## EXTRAIT SOURCE
En guise d’introduction, nous aimerions faire quelques remarques.

En premier lieu, la reconnaissance d’une tradition érotico-littéraire de l’Antiquité à nos jours en passant par toutes les époques. Il semble ainsi que le lien entre écriture et érotisme soit aussi vieux que la « littérature » elle-même.

Ensuite, l’idée répandue, selon laquelle, dans le rapport entre littérature et érotisme, il y aurait une « différence générique » suivant le genre sexuel de l’auteur. Comme le souligne Gaëtan Brulotte : « […] quand les hommes écrivent ce type de récits [érotiques], c’est de la basse pornographie ; quand ce sont des femmes, c’est de l’érotisme sublime lié à quelque nouvelle liberté d’expression »[1]. Ce qui est intéressant à noter ici, c’est le rapport de dépendance établie entre la « littérarité » du genre érotique et le sexe de l’auteur. Cette idée se trouve étroitement liée à celle, d’après laquelle, la réception des œuvres érotiques différerait en fonction du genre sexuel du lecteur, même si des études sexologiques ont montré qu’en réalité, la réaction des hommes se distingue très peu de celle des femmes.

Enfin, le mythe de Tirésias, d’après Les Métamorphoses III d’Ovide, qui postule une différence dans le plaisir sexuel en fonction du genre sexuel. Ce qui, dans une perspective discursive, impliquerait une différence « essentielle » entre un discours sur la jouissance féminine et un discours sur la jouissance masculine. Dans une autre version du mythe (notamment celle de Callimaque, Hymne 5), Tirésias surprend Athéna se baignant nue et la déesse le rend aussitôt aveugle. Il importe de remarquer ici que, outre l’interdiction pour les mortels de voir les dieux à leur insu, la nudité d’Athéna pose problème à cause de son ambiguïté sexuelle : c’est une femme guerrière, née toute armée de la tête d’un homme (Zeus) et contrairement aux autres déesses (Artémis, Aphrodite, Héra etc.), elle est toujours désignée par des caractéristiques viriles (armes, amure).

## DONNÉES FOURNIES

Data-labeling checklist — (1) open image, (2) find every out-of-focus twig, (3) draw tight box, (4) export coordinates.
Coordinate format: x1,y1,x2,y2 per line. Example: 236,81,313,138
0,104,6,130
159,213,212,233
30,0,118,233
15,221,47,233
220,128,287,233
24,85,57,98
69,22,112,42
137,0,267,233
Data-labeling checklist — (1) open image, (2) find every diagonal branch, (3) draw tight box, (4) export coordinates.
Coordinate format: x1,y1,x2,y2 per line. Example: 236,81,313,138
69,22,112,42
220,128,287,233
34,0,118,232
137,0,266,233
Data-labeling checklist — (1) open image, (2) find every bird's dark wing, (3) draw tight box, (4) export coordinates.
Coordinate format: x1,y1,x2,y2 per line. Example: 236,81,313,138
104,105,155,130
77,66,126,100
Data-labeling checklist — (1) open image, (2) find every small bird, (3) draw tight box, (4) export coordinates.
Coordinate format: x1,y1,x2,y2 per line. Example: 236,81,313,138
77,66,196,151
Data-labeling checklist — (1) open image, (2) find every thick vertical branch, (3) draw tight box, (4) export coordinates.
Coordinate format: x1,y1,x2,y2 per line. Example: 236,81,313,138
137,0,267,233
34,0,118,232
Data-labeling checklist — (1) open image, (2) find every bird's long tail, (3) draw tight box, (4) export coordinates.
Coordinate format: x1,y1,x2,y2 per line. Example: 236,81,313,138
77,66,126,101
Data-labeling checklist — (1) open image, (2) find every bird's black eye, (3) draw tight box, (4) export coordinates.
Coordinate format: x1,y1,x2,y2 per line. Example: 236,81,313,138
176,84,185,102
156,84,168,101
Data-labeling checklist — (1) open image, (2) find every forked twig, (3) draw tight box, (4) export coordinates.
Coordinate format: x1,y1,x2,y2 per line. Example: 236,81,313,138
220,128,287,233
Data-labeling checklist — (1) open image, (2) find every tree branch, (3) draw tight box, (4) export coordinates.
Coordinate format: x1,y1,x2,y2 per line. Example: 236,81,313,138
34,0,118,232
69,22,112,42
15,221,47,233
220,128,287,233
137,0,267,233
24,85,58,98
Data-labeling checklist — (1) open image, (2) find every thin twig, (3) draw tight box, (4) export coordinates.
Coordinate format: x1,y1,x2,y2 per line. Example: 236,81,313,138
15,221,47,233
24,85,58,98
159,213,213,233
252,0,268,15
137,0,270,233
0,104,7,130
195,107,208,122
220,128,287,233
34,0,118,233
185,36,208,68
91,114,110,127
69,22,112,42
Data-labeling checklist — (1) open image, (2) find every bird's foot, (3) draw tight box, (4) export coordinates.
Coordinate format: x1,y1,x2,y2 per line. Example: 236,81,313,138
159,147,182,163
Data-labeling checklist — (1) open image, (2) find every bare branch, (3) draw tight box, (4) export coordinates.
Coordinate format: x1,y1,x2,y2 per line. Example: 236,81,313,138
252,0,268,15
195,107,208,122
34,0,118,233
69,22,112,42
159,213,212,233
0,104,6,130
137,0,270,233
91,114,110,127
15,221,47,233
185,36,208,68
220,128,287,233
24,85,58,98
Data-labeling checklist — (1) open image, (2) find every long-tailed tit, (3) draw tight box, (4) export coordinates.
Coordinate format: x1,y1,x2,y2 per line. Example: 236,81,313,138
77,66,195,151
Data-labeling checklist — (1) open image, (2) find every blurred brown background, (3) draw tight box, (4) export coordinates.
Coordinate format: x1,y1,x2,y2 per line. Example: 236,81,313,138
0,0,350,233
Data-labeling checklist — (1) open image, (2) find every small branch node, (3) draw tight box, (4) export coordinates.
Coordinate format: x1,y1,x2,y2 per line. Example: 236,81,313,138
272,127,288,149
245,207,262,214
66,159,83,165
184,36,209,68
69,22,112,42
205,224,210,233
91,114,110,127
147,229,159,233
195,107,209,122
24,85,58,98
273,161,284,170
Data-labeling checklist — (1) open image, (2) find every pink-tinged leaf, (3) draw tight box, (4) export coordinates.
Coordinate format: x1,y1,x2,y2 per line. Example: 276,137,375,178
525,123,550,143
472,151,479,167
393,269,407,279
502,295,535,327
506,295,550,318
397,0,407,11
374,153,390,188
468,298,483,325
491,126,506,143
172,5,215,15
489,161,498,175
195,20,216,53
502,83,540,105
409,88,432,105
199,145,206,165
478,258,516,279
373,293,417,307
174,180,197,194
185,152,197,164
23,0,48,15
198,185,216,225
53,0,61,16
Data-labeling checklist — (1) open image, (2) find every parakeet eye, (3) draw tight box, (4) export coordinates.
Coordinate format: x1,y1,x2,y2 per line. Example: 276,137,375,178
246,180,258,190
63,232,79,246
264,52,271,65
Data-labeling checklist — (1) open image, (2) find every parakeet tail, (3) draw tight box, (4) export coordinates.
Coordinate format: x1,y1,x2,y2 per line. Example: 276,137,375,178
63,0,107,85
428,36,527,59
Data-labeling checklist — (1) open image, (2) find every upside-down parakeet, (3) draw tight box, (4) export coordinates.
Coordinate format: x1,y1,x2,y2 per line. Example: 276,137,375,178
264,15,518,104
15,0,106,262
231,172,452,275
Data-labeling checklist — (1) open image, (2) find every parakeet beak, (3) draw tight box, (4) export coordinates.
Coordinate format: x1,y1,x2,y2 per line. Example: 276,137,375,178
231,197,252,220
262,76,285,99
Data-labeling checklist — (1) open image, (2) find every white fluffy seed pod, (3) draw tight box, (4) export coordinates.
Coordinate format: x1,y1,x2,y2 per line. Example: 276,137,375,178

## EXERCICES À RÉALISER
1) D'après l'extrait source, quelle déesse Tirésias surprend-il en train de se baigner nue dans la version du mythe donnée par Callimaque ?
2) Décalez de 21 chaque coordonnée de boîte englobante dans les enregistrements, de la ligne contenant « bird, (3) draw tight box, (4) export coordinates. » à la ligne contenant « 77,66,126,101 », toutes deux incluses. Recopiez uniquement ces lignes, consignes comprises, sans modifier les exemples de format.

## CORRIGÉS PAR EXERCICE
1) Athéna.

2)
Data-labeling checklist — (1) open image, (2) find every small bird, (3) draw tight box, (4) export coordinates.
Coordinate format: x1,y1,x2,y2 per line. Example: 236,81,313,138
98,87,217,172
Data-labeling checklist — (1) open image, (2) find every thick vertical branch, (3) draw tight box, (4) export coordinates.
Coordinate format: x1,y1,x2,y2 per line. Example: 236,81,313,138
158,21,288,254
55,21,139,253
Data-labeling checklist — (1) open image, (2) find every bird's long tail, (3) draw tight box, (4) export coordinates.
Coordinate format: x1,y1,x2,y2 per line. Example: 236,81,313,138
98,87,147,122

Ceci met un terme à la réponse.